_Quoted passage_:
==========

- tiff poster
- Directed by: Bill Jones Jeff Simpson Ben Timlett
- Written by: David Sherlock
- Based on: A Liar's Autobiography: Volume VI by Graham Chapman; David Sherlock;
- Produced by: Bill Jones Ben Timlett
- Starring: Graham Chapman Terry Gilliam John Cleese Michael Palin Terry Jones
- Edited by: Bill Jones
- Music by: John Greswell Christopher Murphy Taylor
- Production companies: Bill and Ben Productions
- Distributed by: Trinity Filmed Entertainment (UK) Brainstorm Media (US)
- Release dates: 8 September 2012 (tiff); 8 February 2013 (U.K.);
- Running time: 85 minutes
- Country: United Kingdom
- Language: English
- Box office: $5,102

= A Liar's Autobiography: The Untrue Story of Monty Python's Graham Chapman =

2012 British film by Bill Jones, Jeff Simpson, and Ben Timlett

A Liar's Autobiography: The Untrue Story of Monty Python's Graham Chapman is a 2012 British animated semi-biographical comedy film that is a portrayal of the life of Monty Python alumnus Graham Chapman. The film is loosely based on A Liar's Autobiography: Volume VI, a book written by Chapman and David Sherlock. It received a limited theatrical release on 2 November 2012 in the United States, and aired on the Epix TV channel on the same day.

==========

_Objective A_:
Pick out every line of the records that contains the string "surface", matching case exactly, and copy each one.

==========

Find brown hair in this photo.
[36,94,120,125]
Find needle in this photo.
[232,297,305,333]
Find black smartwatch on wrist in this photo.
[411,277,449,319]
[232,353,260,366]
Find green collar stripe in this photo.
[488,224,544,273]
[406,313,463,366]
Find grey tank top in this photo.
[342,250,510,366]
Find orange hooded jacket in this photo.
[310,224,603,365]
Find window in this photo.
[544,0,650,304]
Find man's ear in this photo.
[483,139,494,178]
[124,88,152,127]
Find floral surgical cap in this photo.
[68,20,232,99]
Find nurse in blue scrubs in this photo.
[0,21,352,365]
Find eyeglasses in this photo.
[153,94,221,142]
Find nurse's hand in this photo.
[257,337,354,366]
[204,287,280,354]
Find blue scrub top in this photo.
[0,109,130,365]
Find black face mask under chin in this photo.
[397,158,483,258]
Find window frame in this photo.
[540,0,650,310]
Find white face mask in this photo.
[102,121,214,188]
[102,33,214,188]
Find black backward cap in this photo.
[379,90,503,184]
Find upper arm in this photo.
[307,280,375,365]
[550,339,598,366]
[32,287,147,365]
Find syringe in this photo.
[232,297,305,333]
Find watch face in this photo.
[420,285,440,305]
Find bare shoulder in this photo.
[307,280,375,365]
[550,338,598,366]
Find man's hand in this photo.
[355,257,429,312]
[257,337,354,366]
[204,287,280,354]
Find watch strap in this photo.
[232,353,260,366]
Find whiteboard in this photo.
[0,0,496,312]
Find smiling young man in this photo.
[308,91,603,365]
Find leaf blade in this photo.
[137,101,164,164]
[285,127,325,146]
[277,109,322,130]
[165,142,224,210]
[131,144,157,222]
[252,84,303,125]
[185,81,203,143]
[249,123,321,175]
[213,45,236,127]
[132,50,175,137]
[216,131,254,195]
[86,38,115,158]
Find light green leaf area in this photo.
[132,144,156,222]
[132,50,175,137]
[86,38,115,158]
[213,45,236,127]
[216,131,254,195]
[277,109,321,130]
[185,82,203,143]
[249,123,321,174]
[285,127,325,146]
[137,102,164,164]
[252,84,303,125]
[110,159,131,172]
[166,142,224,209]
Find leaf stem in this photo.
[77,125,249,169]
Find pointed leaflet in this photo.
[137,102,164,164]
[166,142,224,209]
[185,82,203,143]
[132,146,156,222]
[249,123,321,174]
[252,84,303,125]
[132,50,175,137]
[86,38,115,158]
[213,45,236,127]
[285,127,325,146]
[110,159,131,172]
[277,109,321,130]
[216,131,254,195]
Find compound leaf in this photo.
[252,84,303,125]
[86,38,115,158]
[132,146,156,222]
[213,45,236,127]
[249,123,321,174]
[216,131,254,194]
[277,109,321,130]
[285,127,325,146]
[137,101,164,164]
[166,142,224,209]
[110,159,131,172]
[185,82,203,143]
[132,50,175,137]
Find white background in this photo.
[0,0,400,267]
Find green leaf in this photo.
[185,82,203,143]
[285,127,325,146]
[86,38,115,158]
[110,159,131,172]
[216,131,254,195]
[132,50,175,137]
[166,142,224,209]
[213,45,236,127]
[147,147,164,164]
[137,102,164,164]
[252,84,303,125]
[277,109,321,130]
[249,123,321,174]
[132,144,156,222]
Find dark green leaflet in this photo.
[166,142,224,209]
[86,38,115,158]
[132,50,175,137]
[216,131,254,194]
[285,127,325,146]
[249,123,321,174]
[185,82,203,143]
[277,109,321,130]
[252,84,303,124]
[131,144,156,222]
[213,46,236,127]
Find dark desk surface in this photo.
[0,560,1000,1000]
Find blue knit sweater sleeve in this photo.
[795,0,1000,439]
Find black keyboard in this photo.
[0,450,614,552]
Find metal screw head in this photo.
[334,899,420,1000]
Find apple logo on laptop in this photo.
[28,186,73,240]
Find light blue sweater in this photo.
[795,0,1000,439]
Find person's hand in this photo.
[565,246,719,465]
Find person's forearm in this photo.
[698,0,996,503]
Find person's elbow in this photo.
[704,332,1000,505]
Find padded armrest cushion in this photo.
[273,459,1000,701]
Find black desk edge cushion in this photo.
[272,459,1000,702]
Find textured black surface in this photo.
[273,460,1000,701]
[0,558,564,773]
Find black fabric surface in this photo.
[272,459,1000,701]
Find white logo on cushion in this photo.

==========

_Objective B_:
Reproduce word for word the part of the film article that begins at the words "- Release dates: 8" and stops after the words "the same day.".

_Written answer A_:
Find dark desk surface in this photo.
Find textured black surface in this photo.
Find black fabric surface in this photo.

_Written answer B_:
- Release dates: 8 September 2012 (tiff); 8 February 2013 (U.K.);
- Running time: 85 minutes
- Country: United Kingdom
- Language: English
- Box office: $5,102

= A Liar's Autobiography: The Untrue Story of Monty Python's Graham Chapman =

2012 British film by Bill Jones, Jeff Simpson, and Ben Timlett

A Liar's Autobiography: The Untrue Story of Monty Python's Graham Chapman is a 2012 British animated semi-biographical comedy film that is a portrayal of the life of Monty Python alumnus Graham Chapman. The film is loosely based on A Liar's Autobiography: Volume VI, a book written by Chapman and David Sherlock. It received a limited theatrical release on 2 November 2012 in the United States, and aired on the Epix TV channel on the same day.